* _About this exercise_: Set down exactly the lines in the records below that run from the line with "Target: building with columns" to the line with "Mark one point on each instance of the person in", inclusive, and nothing more.

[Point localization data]
● ● ● ● ● ● ●

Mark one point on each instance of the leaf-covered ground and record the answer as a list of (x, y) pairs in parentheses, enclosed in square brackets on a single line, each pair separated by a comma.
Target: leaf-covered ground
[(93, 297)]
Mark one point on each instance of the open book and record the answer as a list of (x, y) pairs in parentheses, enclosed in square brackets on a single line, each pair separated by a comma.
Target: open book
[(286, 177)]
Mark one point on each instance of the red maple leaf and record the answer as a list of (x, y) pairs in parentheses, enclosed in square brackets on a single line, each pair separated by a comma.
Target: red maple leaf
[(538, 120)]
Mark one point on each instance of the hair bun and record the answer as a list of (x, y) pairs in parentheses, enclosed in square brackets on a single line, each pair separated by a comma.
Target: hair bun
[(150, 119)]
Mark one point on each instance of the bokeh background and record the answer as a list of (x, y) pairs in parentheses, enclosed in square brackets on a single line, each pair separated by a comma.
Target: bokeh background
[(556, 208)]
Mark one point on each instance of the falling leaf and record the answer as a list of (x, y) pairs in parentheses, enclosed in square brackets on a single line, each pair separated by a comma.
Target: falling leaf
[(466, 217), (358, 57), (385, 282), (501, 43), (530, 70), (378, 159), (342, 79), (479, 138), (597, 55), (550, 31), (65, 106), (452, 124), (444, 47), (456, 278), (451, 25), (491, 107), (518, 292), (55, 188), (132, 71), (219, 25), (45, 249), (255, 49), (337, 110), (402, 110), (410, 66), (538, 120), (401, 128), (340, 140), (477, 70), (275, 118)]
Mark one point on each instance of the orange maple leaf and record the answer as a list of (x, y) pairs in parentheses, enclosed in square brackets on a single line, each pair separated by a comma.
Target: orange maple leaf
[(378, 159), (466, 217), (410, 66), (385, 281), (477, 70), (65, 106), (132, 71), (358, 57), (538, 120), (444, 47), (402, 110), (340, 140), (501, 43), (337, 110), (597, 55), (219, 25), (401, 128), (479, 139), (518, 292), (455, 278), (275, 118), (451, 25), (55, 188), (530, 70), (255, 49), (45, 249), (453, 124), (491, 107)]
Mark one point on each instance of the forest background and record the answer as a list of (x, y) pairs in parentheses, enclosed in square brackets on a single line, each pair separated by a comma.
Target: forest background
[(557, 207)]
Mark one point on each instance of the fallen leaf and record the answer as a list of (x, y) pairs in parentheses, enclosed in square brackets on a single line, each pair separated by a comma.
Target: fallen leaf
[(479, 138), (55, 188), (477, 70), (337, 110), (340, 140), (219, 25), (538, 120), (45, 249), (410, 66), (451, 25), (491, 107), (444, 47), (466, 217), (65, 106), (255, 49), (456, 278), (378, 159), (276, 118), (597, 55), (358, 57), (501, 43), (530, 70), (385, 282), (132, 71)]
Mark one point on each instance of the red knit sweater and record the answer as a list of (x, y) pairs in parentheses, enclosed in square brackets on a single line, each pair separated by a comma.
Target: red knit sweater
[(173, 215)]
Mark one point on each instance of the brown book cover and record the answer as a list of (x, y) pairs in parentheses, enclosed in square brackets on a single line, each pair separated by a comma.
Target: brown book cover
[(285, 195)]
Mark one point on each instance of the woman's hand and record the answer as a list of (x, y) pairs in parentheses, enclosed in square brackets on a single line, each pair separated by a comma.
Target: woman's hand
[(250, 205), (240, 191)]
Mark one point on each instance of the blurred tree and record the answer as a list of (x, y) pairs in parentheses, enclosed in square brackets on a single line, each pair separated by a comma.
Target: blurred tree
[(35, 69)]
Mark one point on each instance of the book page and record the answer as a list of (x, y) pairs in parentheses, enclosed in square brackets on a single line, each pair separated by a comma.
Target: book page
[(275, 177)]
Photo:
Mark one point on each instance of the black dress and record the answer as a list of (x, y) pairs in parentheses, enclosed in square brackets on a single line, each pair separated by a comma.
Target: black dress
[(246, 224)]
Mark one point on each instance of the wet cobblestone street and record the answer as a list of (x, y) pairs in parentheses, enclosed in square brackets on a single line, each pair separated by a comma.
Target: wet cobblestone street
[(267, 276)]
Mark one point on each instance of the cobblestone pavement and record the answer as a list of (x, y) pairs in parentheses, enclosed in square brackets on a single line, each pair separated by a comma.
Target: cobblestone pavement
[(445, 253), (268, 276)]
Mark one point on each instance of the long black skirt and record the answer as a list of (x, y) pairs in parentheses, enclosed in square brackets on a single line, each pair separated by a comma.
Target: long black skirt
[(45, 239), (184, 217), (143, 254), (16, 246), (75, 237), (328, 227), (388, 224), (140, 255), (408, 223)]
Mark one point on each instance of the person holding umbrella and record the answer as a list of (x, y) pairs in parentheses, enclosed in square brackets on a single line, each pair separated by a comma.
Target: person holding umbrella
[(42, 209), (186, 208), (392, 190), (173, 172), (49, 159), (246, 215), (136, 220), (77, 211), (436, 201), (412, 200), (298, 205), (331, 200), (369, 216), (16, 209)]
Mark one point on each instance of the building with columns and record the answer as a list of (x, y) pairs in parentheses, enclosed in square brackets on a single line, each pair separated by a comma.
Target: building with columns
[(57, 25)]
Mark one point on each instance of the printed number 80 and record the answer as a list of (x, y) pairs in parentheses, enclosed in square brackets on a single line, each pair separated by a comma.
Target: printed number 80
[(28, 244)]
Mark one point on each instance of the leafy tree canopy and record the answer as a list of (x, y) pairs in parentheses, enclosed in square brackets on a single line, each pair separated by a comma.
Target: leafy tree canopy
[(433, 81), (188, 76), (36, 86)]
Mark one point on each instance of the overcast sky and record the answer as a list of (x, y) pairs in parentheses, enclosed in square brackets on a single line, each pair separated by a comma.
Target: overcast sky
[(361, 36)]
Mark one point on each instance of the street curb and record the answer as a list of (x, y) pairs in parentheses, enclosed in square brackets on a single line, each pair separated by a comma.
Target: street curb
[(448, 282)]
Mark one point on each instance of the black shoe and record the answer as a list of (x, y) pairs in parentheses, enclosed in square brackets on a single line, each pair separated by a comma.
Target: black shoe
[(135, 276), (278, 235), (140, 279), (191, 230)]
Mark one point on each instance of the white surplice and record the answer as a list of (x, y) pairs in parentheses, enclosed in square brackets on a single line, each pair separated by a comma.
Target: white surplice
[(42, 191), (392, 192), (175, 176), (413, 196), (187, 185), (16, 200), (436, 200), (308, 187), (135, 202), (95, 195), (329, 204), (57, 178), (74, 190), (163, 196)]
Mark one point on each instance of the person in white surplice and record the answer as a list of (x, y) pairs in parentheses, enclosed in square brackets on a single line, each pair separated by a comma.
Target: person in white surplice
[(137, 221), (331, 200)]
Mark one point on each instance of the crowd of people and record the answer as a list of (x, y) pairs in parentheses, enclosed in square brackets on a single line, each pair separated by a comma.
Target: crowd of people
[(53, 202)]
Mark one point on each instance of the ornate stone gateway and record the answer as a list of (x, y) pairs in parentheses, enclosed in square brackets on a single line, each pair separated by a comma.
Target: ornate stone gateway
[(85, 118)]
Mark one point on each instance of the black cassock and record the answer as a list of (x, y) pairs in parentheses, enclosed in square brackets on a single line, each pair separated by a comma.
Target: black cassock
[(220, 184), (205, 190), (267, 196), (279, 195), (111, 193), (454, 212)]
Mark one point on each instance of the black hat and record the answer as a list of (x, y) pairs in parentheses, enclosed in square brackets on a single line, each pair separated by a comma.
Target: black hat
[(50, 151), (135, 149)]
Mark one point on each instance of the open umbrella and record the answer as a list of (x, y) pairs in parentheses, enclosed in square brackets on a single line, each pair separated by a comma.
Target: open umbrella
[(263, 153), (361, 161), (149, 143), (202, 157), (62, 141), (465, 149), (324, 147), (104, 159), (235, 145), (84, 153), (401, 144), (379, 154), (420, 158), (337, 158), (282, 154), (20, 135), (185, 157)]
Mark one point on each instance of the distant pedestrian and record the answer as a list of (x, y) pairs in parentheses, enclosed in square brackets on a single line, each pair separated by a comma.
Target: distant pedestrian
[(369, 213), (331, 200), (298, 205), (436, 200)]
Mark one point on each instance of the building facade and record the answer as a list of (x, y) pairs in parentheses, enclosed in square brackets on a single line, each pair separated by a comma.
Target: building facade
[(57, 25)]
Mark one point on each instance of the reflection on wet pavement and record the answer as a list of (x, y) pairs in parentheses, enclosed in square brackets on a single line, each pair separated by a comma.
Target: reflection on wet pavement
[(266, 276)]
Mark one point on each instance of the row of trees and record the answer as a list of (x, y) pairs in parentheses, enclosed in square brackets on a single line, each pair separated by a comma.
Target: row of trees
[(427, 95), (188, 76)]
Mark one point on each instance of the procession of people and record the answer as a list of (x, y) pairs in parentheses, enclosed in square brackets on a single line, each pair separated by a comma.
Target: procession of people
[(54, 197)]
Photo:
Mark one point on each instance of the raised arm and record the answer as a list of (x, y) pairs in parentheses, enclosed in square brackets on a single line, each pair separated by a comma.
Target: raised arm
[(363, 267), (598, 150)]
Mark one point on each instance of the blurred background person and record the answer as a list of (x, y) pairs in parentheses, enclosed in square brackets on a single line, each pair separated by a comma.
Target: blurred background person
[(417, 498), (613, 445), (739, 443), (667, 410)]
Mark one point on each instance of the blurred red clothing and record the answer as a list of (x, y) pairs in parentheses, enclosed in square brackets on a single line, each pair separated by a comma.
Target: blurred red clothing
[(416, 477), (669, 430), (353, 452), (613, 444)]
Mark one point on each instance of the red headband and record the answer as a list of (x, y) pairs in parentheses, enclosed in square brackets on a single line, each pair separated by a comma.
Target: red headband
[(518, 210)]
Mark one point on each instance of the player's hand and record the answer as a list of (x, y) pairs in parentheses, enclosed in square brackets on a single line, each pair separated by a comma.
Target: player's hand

● ● ● ● ● ● ●

* _Exercise output_:
Target: building with columns
[(57, 25)]
Mark one point on each instance of the printed number 80 and record the answer as a list of (x, y) pairs in parentheses, enclosed in square brackets on a single line, each pair separated by a comma.
Target: printed number 80
[(28, 244)]
Mark one point on each instance of the leafy tree canopy and record the answer as a list of (x, y) pairs in parentheses, enclosed in square brackets on a single line, each pair separated by a comma.
Target: leafy tree canopy
[(433, 81), (188, 76), (36, 86)]
Mark one point on each instance of the overcast sky and record the answer as a list of (x, y) pairs in parentheses, enclosed in square brackets on a single line, each pair separated by a comma.
Target: overcast sky
[(361, 36)]
Mark one point on each instance of the street curb and record the answer as a list of (x, y) pairs in parentheses, enclosed in square brackets on a single line, each pair separated by a comma.
Target: street curb
[(448, 282)]
Mark one point on each instance of the black shoe and record the answer as a list of (x, y) pairs in parentheses, enclosed in square brackets on a single line, each pair separated by a comma.
Target: black shoe
[(135, 276), (278, 235), (140, 279), (191, 230)]
Mark one point on each instance of the white surplice and record the answer as a list of (x, y) pairs in parentheses, enclosed in square brackets on a single line, each pair separated by a comma.
Target: white surplice
[(42, 191), (392, 192), (175, 176), (413, 196), (187, 185), (16, 200), (436, 200), (308, 187), (135, 202), (95, 195), (329, 204), (57, 178), (74, 190), (163, 196)]
Mark one point on each instance of the person in white surplice and record the answer as a list of (x, y) pairs in parentheses, enclosed in square brackets on a single line, each pair separated by a comma.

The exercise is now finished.